Directions: Transcribe every one of the records below word for word, keeping each line and character unchanged.

Stored items:
- - - -

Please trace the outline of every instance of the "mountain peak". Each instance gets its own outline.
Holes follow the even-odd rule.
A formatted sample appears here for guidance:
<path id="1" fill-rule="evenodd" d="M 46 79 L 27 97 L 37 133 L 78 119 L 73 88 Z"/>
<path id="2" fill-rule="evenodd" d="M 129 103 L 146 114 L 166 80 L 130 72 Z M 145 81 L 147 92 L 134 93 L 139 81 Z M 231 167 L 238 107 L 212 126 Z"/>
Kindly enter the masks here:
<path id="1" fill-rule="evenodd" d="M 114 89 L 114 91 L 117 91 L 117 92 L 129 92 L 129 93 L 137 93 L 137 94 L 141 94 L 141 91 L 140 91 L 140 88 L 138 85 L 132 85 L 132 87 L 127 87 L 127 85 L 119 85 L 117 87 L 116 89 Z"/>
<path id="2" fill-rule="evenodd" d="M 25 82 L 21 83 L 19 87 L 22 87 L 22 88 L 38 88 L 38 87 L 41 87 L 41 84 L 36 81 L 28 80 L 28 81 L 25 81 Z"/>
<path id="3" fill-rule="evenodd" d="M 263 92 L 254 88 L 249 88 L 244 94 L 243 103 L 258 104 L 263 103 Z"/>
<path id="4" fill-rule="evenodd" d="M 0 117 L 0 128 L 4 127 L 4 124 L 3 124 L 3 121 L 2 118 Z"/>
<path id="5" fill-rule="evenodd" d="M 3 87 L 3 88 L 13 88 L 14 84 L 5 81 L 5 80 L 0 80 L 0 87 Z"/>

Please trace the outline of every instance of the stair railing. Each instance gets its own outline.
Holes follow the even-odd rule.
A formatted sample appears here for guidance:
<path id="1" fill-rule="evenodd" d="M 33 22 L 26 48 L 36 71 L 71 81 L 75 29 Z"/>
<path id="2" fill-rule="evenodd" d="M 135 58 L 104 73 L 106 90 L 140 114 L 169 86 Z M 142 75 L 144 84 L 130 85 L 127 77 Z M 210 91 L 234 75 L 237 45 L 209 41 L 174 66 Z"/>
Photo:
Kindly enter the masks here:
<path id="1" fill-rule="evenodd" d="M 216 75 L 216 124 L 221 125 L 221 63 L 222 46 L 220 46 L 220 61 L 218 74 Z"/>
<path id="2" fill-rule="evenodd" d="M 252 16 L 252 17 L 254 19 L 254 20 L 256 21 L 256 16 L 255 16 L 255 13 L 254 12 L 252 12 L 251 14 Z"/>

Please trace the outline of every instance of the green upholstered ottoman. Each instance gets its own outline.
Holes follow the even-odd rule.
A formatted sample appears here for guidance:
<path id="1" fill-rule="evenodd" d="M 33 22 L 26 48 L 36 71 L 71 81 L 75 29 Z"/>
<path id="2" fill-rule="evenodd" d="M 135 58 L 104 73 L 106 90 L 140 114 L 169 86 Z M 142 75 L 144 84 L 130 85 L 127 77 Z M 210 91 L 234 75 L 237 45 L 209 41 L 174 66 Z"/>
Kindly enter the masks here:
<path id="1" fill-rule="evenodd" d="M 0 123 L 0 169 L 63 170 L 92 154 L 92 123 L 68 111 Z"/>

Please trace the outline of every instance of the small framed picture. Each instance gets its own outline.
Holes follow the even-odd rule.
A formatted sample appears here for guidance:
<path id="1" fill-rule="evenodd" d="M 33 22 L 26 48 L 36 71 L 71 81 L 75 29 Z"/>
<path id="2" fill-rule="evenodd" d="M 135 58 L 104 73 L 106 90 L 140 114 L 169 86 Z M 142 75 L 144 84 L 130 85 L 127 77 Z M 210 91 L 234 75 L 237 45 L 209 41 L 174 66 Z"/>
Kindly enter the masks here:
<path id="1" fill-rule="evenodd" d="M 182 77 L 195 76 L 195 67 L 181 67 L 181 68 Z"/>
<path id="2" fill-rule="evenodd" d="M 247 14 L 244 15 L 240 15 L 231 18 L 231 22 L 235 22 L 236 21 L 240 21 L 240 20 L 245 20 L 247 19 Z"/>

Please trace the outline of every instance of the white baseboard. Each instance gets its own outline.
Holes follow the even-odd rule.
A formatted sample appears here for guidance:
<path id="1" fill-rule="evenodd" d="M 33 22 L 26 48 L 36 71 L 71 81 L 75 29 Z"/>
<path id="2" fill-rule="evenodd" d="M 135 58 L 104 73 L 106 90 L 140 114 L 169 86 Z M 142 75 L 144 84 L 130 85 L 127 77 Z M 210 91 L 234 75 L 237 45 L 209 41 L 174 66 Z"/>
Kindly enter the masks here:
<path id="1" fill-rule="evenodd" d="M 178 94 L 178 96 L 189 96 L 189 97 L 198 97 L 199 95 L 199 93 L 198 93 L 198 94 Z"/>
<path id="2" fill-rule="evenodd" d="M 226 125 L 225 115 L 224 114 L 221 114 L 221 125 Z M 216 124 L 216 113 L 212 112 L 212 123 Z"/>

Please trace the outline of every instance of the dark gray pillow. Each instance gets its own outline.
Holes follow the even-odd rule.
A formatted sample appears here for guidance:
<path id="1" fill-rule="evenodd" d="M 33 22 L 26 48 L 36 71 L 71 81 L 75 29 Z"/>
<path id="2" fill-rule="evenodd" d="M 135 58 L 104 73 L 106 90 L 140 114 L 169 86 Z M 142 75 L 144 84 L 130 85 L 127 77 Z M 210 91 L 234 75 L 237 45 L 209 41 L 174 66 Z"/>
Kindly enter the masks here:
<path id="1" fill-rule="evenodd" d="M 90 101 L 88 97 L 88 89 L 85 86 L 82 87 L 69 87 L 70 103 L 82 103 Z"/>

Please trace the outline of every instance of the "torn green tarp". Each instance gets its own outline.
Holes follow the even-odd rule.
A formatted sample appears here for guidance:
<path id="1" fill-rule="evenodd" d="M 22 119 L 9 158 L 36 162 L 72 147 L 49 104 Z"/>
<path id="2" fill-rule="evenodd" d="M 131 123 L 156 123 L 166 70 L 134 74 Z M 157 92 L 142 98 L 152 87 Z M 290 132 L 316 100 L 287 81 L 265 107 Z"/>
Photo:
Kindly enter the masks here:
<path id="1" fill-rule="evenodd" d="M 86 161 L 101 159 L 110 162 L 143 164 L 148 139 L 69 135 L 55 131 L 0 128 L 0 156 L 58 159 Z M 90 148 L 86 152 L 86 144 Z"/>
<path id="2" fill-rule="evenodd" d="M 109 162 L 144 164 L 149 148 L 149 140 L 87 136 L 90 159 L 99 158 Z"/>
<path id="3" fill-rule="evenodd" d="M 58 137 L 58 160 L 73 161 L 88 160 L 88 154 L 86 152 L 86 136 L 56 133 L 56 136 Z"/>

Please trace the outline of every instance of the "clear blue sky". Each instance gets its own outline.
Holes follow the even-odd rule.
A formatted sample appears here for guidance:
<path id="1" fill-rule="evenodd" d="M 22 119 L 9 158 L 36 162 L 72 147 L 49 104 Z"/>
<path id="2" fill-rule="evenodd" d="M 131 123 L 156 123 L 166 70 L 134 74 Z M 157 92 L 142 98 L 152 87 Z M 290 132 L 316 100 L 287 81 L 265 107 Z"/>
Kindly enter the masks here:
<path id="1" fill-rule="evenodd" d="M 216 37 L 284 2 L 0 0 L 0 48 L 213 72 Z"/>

- - - -

Full response:
Please trace the outline of every instance of the "mountain peak". Each instance gets its own outline.
Holes follow the even-odd rule.
A formatted sample appears here for guidance:
<path id="1" fill-rule="evenodd" d="M 46 79 L 27 97 L 37 133 L 78 119 L 73 88 Z"/>
<path id="2" fill-rule="evenodd" d="M 129 103 L 146 114 L 166 80 L 130 72 Z M 145 81 L 147 92 L 134 93 L 139 81 Z M 231 167 L 238 107 L 212 126 Z"/>
Kindly enter the masks here:
<path id="1" fill-rule="evenodd" d="M 114 89 L 114 91 L 117 91 L 117 92 L 129 92 L 129 93 L 137 93 L 137 94 L 141 94 L 141 91 L 140 91 L 140 88 L 138 85 L 132 85 L 132 87 L 127 87 L 127 85 L 119 85 L 117 87 L 116 89 Z"/>
<path id="2" fill-rule="evenodd" d="M 25 82 L 21 83 L 19 87 L 22 87 L 22 88 L 38 88 L 38 87 L 41 87 L 41 84 L 36 81 L 28 80 L 28 81 L 25 81 Z"/>
<path id="3" fill-rule="evenodd" d="M 263 92 L 254 88 L 249 88 L 244 94 L 243 103 L 258 104 L 263 103 Z"/>
<path id="4" fill-rule="evenodd" d="M 0 117 L 0 128 L 4 127 L 4 124 L 3 124 L 3 121 L 2 118 Z"/>
<path id="5" fill-rule="evenodd" d="M 3 87 L 3 88 L 13 88 L 14 84 L 5 81 L 5 80 L 0 80 L 0 87 Z"/>

Please trace the outline of every instance of the stair railing. Each instance gets its own outline.
Holes follow the even-odd rule.
A formatted sample appears here for guidance:
<path id="1" fill-rule="evenodd" d="M 33 22 L 26 48 L 36 71 L 71 81 L 75 29 Z"/>
<path id="2" fill-rule="evenodd" d="M 135 58 L 104 73 L 106 90 L 140 114 L 169 86 Z M 142 75 L 144 84 L 130 85 L 127 77 Z M 210 91 L 234 75 L 237 45 L 209 41 L 174 66 Z"/>
Photo:
Kindly enter the masks here:
<path id="1" fill-rule="evenodd" d="M 216 75 L 216 124 L 221 125 L 221 63 L 222 46 L 220 46 L 220 61 L 218 74 Z"/>
<path id="2" fill-rule="evenodd" d="M 252 16 L 252 17 L 254 19 L 254 20 L 256 21 L 256 16 L 255 16 L 255 13 L 254 12 L 252 12 L 251 14 Z"/>

Please trace the outline of every instance of the green upholstered ottoman. Each instance gets its own outline.
Holes follow the even-odd rule.
A formatted sample appears here for guidance:
<path id="1" fill-rule="evenodd" d="M 33 22 L 26 48 L 36 71 L 71 81 L 75 29 Z"/>
<path id="2" fill-rule="evenodd" d="M 135 58 L 104 73 L 106 90 L 140 114 L 169 86 Z M 142 75 L 144 84 L 130 85 L 127 77 Z M 210 91 L 234 75 L 237 45 L 209 41 L 174 66 Z"/>
Kindly enter the masks here:
<path id="1" fill-rule="evenodd" d="M 0 123 L 0 169 L 63 170 L 92 154 L 92 123 L 68 111 Z"/>

Please trace the outline of every instance of the small framed picture. Each instance gets its own outline.
Holes follow the even-odd rule.
A formatted sample appears here for guidance:
<path id="1" fill-rule="evenodd" d="M 33 22 L 26 48 L 36 71 L 71 81 L 75 29 Z"/>
<path id="2" fill-rule="evenodd" d="M 135 58 L 104 73 L 106 90 L 140 114 L 169 86 Z M 142 75 L 144 84 L 130 85 L 127 77 Z M 210 91 L 234 75 L 237 45 L 209 41 L 174 66 Z"/>
Kindly enter the masks here:
<path id="1" fill-rule="evenodd" d="M 182 77 L 195 76 L 195 67 L 181 67 L 181 68 Z"/>
<path id="2" fill-rule="evenodd" d="M 247 14 L 244 15 L 240 15 L 231 18 L 231 22 L 235 22 L 236 21 L 240 21 L 240 20 L 245 20 L 247 19 Z"/>

Please trace the outline of every instance of the white baseboard. Each instance gets its own outline.
Holes follow the even-odd rule.
A formatted sample appears here for guidance:
<path id="1" fill-rule="evenodd" d="M 33 22 L 26 48 L 36 71 L 71 81 L 75 29 Z"/>
<path id="2" fill-rule="evenodd" d="M 135 58 L 104 73 L 106 90 L 140 114 L 169 86 Z M 142 75 L 144 84 L 130 85 L 127 77 Z M 210 91 L 234 75 L 237 45 L 209 41 L 174 66 Z"/>
Kindly enter the masks here:
<path id="1" fill-rule="evenodd" d="M 178 94 L 178 96 L 189 96 L 189 97 L 198 97 L 199 95 L 199 93 L 198 93 L 198 94 Z"/>
<path id="2" fill-rule="evenodd" d="M 226 125 L 225 115 L 224 114 L 221 114 L 221 125 Z M 216 124 L 216 113 L 212 112 L 212 123 Z"/>

Please trace the outline of every instance of the dark gray pillow. Each instance gets its own outline.
Holes follow the even-odd rule.
A formatted sample appears here for guidance:
<path id="1" fill-rule="evenodd" d="M 33 22 L 26 48 L 36 71 L 71 81 L 75 29 Z"/>
<path id="2" fill-rule="evenodd" d="M 135 58 L 104 73 L 106 90 L 140 114 L 169 86 Z M 142 75 L 144 84 L 130 85 L 127 77 Z M 210 91 L 234 75 L 237 45 L 209 41 L 174 66 Z"/>
Kindly enter the masks here:
<path id="1" fill-rule="evenodd" d="M 90 101 L 88 97 L 88 89 L 85 86 L 82 87 L 69 87 L 70 103 L 82 103 Z"/>

Please trace the outline of every instance of the "torn green tarp". Each instance gets its own outline.
Holes follow the even-odd rule.
A formatted sample appears here for guidance:
<path id="1" fill-rule="evenodd" d="M 22 119 L 9 158 L 36 162 L 72 147 L 49 104 Z"/>
<path id="2" fill-rule="evenodd" d="M 131 123 L 156 123 L 166 70 L 134 74 Z M 157 92 L 142 98 L 152 87 Z M 290 132 L 316 100 L 287 81 L 265 107 Z"/>
Photo:
Kindly enter the masks here:
<path id="1" fill-rule="evenodd" d="M 86 161 L 101 159 L 110 162 L 143 164 L 148 139 L 69 135 L 55 131 L 0 128 L 0 156 L 58 159 Z M 90 148 L 86 152 L 86 144 Z"/>
<path id="2" fill-rule="evenodd" d="M 109 162 L 144 164 L 149 148 L 149 140 L 87 136 L 90 159 L 99 158 Z"/>
<path id="3" fill-rule="evenodd" d="M 58 137 L 58 160 L 73 161 L 88 160 L 88 154 L 86 152 L 86 136 L 56 133 L 56 136 Z"/>

Please trace the outline of every instance of the "clear blue sky". Each instance gets its own outline.
Holes follow the even-odd rule.
A formatted sample appears here for guidance:
<path id="1" fill-rule="evenodd" d="M 22 119 L 9 158 L 36 162 L 72 147 L 49 104 Z"/>
<path id="2" fill-rule="evenodd" d="M 131 123 L 156 123 L 166 70 L 134 74 Z M 157 92 L 142 98 L 152 87 Z M 290 132 L 316 100 L 287 81 L 265 107 Z"/>
Kindly enter the masks here:
<path id="1" fill-rule="evenodd" d="M 216 37 L 284 2 L 0 0 L 0 48 L 213 72 Z"/>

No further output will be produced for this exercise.